> **Task to complete**
Everything from the line containing "point per instance: wristwatch" down to the last line of the entries below must be transcribed exactly, and nothing else.
>> begin Data excerpts
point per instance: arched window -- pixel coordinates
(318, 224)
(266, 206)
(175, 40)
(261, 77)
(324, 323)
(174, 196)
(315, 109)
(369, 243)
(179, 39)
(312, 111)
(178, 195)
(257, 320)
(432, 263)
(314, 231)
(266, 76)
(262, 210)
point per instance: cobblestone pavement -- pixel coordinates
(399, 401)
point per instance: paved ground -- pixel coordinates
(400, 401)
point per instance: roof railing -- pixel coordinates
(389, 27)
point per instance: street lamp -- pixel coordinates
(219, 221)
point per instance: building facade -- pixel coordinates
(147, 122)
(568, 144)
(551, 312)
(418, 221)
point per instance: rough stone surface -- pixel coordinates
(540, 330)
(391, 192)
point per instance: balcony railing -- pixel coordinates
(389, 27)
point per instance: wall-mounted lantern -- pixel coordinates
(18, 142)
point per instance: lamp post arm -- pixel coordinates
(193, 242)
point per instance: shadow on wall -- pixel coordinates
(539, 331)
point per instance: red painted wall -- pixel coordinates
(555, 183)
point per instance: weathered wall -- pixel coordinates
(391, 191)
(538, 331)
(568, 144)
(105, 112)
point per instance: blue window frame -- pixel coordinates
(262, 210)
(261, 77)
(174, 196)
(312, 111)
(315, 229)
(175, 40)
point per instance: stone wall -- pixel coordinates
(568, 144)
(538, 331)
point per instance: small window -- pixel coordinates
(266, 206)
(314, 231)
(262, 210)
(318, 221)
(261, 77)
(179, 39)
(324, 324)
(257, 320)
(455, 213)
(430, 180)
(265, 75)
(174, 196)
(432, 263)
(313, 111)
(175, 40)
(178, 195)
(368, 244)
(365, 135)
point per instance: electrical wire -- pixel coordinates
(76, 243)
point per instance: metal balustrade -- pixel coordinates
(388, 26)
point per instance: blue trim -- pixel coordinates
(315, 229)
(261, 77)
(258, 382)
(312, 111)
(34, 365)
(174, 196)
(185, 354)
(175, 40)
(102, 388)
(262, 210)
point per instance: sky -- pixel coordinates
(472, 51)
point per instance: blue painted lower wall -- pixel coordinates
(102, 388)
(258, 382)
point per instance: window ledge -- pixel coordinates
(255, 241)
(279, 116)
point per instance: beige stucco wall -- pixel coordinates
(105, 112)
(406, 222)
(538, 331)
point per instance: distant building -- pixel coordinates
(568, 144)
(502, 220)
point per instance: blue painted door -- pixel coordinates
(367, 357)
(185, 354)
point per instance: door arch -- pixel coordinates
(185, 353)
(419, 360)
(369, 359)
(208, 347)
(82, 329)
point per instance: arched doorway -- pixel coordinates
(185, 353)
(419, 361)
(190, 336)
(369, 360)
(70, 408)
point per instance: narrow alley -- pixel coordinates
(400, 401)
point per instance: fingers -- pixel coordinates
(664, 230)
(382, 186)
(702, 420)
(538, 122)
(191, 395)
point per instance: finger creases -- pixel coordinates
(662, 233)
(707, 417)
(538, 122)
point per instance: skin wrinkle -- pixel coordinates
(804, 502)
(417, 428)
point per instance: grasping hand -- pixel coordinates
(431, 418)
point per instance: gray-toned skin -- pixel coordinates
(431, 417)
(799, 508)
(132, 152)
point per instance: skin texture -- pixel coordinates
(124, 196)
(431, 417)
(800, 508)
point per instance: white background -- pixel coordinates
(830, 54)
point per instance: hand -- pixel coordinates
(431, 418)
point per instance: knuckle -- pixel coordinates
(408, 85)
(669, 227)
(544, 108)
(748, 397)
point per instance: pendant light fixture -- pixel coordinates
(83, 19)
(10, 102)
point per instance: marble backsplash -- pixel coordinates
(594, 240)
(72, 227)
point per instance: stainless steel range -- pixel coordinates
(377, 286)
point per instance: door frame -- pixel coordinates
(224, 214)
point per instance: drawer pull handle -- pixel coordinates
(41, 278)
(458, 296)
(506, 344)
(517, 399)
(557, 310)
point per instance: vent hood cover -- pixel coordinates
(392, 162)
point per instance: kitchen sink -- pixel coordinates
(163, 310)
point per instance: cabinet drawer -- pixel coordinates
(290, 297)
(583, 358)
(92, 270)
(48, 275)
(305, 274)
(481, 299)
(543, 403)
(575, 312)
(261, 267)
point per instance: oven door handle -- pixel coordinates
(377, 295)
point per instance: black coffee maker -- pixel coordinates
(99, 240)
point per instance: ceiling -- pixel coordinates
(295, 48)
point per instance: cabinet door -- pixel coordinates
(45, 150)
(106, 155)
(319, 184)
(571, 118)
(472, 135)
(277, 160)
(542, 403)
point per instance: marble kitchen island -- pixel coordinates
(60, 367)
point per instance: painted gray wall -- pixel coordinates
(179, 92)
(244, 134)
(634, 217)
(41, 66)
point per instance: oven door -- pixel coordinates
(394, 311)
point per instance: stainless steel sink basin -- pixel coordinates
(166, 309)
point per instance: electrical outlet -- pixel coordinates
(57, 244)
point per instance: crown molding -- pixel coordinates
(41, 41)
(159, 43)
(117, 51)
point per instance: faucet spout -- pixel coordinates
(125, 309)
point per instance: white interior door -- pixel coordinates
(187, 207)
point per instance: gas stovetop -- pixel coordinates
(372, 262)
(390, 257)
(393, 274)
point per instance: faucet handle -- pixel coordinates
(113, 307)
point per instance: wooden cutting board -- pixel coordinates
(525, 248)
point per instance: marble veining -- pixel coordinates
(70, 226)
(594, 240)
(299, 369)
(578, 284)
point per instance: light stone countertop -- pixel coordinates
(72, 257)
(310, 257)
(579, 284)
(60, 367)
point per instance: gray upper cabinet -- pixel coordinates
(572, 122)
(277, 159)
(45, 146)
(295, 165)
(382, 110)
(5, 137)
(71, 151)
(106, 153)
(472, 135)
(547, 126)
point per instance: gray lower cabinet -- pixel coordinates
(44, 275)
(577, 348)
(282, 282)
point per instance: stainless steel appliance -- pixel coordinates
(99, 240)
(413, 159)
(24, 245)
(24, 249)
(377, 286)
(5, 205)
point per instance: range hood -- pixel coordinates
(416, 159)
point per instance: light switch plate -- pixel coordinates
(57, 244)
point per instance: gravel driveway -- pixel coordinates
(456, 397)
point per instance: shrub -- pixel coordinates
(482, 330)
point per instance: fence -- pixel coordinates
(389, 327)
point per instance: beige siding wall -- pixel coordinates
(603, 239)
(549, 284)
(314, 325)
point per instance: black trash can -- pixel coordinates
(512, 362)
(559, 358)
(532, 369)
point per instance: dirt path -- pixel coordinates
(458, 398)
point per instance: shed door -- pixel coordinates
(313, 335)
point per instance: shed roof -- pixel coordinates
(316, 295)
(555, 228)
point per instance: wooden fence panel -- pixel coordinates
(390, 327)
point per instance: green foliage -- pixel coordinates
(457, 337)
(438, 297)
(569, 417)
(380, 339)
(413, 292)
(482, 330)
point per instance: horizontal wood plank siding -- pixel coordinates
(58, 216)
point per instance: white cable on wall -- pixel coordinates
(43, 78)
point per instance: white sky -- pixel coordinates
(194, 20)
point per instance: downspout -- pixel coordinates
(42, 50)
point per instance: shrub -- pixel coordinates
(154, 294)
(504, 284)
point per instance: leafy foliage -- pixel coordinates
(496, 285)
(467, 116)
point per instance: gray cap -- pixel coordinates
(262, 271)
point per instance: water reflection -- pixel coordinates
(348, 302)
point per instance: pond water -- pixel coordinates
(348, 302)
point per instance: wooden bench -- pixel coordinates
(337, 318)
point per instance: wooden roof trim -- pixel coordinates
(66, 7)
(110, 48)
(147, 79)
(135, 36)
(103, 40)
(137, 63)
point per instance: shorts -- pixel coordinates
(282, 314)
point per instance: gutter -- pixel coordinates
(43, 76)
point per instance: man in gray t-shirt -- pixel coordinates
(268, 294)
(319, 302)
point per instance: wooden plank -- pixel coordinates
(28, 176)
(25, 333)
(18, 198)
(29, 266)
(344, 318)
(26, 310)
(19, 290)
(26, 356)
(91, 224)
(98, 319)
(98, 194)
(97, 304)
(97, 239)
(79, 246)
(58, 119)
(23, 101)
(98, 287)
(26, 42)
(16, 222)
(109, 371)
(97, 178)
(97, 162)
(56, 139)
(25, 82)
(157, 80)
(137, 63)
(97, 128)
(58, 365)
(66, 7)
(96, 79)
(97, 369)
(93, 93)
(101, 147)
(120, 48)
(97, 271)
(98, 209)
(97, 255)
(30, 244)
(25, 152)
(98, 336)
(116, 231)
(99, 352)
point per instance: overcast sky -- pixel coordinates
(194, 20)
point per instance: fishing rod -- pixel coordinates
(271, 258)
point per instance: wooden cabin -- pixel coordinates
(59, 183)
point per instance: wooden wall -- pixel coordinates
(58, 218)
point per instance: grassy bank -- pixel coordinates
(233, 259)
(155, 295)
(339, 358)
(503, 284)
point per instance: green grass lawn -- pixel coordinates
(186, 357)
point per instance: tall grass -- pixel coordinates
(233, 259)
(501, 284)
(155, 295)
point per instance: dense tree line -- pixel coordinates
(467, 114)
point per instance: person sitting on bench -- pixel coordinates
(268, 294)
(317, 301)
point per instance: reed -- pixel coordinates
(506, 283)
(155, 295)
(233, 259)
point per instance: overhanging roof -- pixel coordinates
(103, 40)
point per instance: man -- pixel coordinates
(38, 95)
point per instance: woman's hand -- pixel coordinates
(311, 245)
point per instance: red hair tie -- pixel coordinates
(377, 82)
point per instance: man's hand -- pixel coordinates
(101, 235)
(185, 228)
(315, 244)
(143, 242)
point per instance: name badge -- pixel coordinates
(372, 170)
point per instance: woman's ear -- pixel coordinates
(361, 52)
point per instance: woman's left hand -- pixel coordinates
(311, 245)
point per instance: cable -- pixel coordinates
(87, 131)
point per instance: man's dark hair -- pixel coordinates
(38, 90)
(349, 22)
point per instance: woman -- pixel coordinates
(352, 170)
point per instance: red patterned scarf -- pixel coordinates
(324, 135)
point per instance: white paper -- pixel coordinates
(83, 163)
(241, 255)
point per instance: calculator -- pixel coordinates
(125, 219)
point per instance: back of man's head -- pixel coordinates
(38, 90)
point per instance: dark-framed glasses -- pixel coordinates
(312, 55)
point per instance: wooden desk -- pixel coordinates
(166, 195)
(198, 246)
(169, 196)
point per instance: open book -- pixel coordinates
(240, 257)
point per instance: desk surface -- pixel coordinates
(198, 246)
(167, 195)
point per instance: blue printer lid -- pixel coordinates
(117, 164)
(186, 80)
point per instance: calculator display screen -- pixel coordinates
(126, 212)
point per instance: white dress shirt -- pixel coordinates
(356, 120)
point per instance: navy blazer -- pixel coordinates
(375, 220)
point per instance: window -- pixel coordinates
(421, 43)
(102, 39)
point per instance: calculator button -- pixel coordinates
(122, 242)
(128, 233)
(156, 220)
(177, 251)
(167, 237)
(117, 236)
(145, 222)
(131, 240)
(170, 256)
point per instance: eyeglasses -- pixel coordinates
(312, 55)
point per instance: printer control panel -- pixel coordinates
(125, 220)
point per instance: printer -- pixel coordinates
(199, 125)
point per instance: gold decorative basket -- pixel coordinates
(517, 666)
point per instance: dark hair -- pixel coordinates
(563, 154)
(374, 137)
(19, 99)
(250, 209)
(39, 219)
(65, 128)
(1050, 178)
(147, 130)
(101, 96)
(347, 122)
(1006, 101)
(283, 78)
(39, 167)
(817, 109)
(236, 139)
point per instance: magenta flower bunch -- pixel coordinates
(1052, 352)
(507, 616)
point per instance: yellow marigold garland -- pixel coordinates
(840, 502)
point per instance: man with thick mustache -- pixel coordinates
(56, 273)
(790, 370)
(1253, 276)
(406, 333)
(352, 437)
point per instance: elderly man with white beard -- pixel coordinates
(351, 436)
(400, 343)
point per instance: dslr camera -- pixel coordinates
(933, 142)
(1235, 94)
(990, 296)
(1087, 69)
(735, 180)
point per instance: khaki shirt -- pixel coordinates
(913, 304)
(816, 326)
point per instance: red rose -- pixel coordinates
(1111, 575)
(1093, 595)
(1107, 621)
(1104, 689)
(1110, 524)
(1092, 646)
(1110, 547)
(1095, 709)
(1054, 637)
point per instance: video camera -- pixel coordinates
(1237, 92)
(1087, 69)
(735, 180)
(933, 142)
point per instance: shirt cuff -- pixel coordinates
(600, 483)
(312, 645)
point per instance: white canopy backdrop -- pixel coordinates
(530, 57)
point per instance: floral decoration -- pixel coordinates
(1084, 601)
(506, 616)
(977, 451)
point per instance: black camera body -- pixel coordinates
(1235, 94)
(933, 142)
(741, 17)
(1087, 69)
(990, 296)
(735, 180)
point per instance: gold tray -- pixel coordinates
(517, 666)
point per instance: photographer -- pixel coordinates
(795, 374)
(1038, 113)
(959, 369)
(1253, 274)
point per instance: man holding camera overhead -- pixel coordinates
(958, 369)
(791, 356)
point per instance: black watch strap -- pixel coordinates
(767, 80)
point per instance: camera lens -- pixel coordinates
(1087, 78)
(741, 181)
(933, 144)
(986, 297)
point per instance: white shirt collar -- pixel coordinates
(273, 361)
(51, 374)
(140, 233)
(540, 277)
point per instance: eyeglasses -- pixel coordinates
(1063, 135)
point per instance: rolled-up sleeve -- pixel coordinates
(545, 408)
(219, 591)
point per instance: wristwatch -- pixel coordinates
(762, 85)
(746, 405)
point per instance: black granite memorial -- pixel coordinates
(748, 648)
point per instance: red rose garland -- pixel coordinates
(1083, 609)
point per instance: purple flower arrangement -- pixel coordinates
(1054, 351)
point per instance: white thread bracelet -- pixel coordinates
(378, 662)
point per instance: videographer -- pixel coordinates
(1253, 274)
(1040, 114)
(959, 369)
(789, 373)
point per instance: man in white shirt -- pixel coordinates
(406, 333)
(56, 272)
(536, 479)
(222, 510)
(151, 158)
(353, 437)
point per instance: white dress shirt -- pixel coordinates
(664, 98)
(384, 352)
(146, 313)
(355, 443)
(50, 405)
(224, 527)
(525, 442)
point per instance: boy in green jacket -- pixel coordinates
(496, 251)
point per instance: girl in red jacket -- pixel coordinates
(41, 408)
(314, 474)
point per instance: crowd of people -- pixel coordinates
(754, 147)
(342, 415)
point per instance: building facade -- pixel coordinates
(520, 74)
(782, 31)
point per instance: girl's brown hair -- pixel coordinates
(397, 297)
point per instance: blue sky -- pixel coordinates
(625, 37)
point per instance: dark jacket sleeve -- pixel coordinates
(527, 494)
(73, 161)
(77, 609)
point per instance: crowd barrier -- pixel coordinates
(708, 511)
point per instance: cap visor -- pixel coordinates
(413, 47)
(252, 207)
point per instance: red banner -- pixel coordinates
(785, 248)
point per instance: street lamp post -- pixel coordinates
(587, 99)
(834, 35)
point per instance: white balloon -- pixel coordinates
>> end Data excerpts
> **Answer to this exercise**
point per instance: wristwatch -- pixel coordinates
(762, 85)
(746, 405)
point per instance: black granite memorial -- pixel coordinates
(748, 648)
point per instance: red rose garland -- pixel coordinates
(1083, 609)
point per instance: purple flower arrangement -- pixel coordinates
(1054, 351)
point per instance: white thread bracelet -- pixel coordinates
(378, 662)
point per instance: videographer -- pixel coordinates
(1253, 274)
(1040, 114)
(959, 369)
(789, 373)
point per instance: man in white shirt -- pixel coordinates
(406, 333)
(56, 272)
(536, 479)
(222, 510)
(151, 158)
(353, 437)
point per instance: white dress shirt -- pixel coordinates
(664, 98)
(384, 352)
(146, 313)
(355, 443)
(50, 405)
(224, 527)
(525, 442)
point per instance: boy in green jacket -- pixel coordinates
(496, 251)
point per instance: girl in red jacket -- pixel coordinates
(41, 408)
(314, 474)
point per instance: crowd of people -- pixel coordinates
(754, 147)
(342, 415)
point per instance: building facade -- pixel coordinates
(520, 74)
(782, 31)
point per instance: girl's brown hair -- pixel coordinates
(397, 297)
point per instance: blue sky -- pixel coordinates
(625, 37)
point per instance: dark jacket sleeve -- pixel coordinates
(527, 494)
(73, 161)
(77, 609)
point per instance: crowd barrier -- pixel coordinates
(708, 511)
point per instance: cap visor -- pixel coordinates
(413, 47)
(252, 207)
point per instance: red banner -- pixel coordinates
(785, 248)
point per instance: street lamp post -- pixel coordinates
(587, 99)
(834, 35)
point per instance: white balloon -- pixel coordinates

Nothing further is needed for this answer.